▸ Extracted text:
□ □ □ □
What you should know about tax efficient while planning your retirement savings or investment?

kilwana emmanuel Ssemikwano
TAX PLANNING FOR RETIREMENT
2 min readFeb 16, 2020

What you should know about tax efficient while planning your retirement savings or investment?

By Emmanuel Kilwana

One of the most important steps you and your financial advisor can take is to minimize the impact of taxes can have on future savings and retirement. Taxes can impact your investment if not carefully planned, for example choosing to pay for your taxes now for your future investment can have a bigger advantage now than later, reason being that many governments are borrowing now to cater for their public expenditures. In order to pay off their debts, they have to raise their taxable base which means more taxes in future than now. According to Crets Financial Services, clients should consult with their financial advisor for valuable assistance in determining the best approach to minimizing their taxes.
□ □ □ □
▸ Dataset records:

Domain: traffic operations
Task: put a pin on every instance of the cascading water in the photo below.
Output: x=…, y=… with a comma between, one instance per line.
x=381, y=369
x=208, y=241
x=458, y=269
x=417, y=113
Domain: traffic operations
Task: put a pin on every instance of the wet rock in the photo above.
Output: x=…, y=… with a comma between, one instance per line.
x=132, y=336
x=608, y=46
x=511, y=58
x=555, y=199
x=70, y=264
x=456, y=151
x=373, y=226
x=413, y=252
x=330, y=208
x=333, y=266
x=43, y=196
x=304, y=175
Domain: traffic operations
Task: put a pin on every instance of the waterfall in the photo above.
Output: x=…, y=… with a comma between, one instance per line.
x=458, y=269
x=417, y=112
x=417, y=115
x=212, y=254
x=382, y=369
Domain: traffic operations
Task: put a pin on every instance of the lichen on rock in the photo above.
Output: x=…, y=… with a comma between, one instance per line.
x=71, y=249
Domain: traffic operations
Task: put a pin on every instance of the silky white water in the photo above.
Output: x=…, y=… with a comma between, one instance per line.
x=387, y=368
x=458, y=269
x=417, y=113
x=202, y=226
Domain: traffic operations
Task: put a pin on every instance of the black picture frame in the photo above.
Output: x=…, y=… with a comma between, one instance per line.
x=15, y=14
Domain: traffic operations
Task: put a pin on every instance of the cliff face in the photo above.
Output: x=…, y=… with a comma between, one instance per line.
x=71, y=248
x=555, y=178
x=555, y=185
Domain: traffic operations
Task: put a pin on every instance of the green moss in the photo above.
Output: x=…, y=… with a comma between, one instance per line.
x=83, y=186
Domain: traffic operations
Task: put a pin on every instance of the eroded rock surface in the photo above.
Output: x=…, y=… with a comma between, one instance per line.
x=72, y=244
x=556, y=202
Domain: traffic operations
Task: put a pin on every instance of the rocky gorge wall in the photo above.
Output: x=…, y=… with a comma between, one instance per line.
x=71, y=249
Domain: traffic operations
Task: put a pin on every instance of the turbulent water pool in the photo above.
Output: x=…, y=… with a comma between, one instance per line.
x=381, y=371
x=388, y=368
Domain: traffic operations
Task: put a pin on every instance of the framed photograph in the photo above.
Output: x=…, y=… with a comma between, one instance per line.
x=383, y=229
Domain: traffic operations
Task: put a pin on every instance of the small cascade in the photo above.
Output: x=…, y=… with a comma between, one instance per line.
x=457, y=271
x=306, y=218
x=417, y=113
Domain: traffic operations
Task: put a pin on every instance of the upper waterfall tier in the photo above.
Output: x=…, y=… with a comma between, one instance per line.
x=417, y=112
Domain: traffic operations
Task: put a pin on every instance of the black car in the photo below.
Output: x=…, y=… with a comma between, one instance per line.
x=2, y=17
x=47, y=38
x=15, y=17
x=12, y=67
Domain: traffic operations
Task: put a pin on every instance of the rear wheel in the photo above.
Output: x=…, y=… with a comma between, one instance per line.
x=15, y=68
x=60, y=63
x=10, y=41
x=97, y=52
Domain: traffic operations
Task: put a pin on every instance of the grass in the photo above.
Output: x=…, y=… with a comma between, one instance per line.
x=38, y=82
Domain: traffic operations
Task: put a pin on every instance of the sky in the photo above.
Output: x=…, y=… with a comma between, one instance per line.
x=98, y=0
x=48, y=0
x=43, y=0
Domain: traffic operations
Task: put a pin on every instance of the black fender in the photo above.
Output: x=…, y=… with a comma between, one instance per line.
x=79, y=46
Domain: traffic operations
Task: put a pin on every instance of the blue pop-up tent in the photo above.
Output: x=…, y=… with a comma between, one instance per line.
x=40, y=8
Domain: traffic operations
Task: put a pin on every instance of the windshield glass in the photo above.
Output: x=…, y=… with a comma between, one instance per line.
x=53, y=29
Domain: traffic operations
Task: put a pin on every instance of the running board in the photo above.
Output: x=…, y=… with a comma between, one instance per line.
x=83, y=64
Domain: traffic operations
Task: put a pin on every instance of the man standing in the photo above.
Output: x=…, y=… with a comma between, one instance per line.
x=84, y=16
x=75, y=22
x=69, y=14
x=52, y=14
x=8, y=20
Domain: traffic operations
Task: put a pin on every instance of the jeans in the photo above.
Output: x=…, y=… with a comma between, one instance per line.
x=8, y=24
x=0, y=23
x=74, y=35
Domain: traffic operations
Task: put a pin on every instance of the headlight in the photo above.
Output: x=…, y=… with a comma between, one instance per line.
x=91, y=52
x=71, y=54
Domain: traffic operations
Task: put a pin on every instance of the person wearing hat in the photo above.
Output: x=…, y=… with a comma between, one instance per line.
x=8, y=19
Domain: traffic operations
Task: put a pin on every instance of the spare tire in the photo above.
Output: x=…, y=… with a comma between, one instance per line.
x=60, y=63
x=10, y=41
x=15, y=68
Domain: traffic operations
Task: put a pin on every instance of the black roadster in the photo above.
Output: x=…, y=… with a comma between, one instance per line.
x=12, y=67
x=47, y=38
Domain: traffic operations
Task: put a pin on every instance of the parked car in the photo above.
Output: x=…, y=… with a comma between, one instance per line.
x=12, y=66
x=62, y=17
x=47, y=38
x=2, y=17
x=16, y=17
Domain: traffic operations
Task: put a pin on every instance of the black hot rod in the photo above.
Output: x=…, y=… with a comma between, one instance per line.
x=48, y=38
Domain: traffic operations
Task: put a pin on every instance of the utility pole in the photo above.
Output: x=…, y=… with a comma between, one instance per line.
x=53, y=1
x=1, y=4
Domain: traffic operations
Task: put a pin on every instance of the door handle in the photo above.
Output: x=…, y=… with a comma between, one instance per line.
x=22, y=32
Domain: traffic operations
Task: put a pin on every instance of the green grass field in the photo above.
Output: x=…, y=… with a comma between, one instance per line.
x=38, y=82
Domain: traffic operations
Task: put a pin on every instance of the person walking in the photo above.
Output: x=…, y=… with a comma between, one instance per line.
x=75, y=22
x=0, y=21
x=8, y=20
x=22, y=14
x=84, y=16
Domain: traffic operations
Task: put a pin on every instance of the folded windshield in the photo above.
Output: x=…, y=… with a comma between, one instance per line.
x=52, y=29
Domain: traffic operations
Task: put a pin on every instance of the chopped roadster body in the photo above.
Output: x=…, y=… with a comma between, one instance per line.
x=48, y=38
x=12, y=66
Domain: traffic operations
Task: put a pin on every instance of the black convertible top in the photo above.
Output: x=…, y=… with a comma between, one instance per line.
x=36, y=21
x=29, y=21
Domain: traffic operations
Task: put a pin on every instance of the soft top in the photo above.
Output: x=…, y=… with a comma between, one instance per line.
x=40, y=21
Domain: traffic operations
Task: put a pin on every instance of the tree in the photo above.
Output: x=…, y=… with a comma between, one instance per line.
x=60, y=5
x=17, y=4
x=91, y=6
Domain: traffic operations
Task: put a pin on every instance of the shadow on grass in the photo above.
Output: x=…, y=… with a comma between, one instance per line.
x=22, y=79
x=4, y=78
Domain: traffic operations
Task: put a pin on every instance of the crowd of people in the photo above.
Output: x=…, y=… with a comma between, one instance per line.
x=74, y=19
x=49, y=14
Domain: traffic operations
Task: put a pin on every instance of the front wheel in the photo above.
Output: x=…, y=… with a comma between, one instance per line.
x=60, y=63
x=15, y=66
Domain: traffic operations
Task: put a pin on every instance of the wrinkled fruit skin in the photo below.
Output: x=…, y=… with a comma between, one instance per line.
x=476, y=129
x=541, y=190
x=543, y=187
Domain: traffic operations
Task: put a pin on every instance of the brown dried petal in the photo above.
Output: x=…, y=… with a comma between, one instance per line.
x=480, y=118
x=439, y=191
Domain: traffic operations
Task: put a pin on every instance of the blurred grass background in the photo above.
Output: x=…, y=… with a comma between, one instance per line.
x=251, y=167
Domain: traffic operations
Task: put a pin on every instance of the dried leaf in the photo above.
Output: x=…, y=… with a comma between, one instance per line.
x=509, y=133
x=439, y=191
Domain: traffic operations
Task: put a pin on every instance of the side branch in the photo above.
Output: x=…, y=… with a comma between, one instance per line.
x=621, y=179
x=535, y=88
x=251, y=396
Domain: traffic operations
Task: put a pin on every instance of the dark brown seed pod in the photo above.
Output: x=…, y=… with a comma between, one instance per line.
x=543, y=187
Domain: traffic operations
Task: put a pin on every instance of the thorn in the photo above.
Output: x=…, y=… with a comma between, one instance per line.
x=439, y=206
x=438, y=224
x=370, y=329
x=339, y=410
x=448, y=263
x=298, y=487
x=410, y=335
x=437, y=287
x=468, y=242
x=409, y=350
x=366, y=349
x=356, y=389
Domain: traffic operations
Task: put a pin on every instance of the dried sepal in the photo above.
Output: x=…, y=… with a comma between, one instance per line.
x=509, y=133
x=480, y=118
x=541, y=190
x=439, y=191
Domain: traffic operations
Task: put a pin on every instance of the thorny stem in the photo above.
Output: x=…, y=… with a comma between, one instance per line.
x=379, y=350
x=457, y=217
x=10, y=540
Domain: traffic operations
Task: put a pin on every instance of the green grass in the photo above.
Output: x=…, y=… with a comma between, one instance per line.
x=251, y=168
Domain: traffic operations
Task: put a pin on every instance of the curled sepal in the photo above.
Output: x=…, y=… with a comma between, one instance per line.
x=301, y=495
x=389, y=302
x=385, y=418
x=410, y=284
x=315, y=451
□ □ □ □
▸ To be done:
(A) Decide whether each statement agrees with the tax-planning article. Answer yes or no for each, and quote the deciding words.
(i) Many governments are borrowing now to pay for public expenditures.
(ii) Paying taxes later is presented as more advantageous than paying them now.
(iii) Crets Financial Services says clients should consult with their financial advisor.
(B) Output part of the records as a JSON list of strings, with one string per line and blank lines omitted. Begin at the first line of the records and stop after the line containing "x=304, y=175", including both of these lines.
The tax-planning article and the records are unrelated material.

▸ Exercise answers:
(A)
(i) Yes: "many governments are borrowing now to cater for their public expenditures"
(ii) No: "choosing to pay for your taxes now for your future investment can have a bigger advantage now than later"
(iii) Yes: "clients should consult with their financial advisor for valuable assistance in determining the best approach to minimizing their taxes"

(B)
[
  "Domain: traffic operations",
  "Task: put a pin on every instance of the cascading water in the photo below.",
  "Output: x=…, y=… with a comma between, one instance per line.",
  "x=381, y=369",
  "x=208, y=241",
  "x=458, y=269",
  "x=417, y=113",
  "Domain: traffic operations",
  "Task: put a pin on every instance of the wet rock in the photo above.",
  "Output: x=…, y=… with a comma between, one instance per line.",
  "x=132, y=336",
  "x=608, y=46",
  "x=511, y=58",
  "x=555, y=199",
  "x=70, y=264",
  "x=456, y=151",
  "x=373, y=226",
  "x=413, y=252",
  "x=330, y=208",
  "x=333, y=266",
  "x=43, y=196",
  "x=304, y=175"
]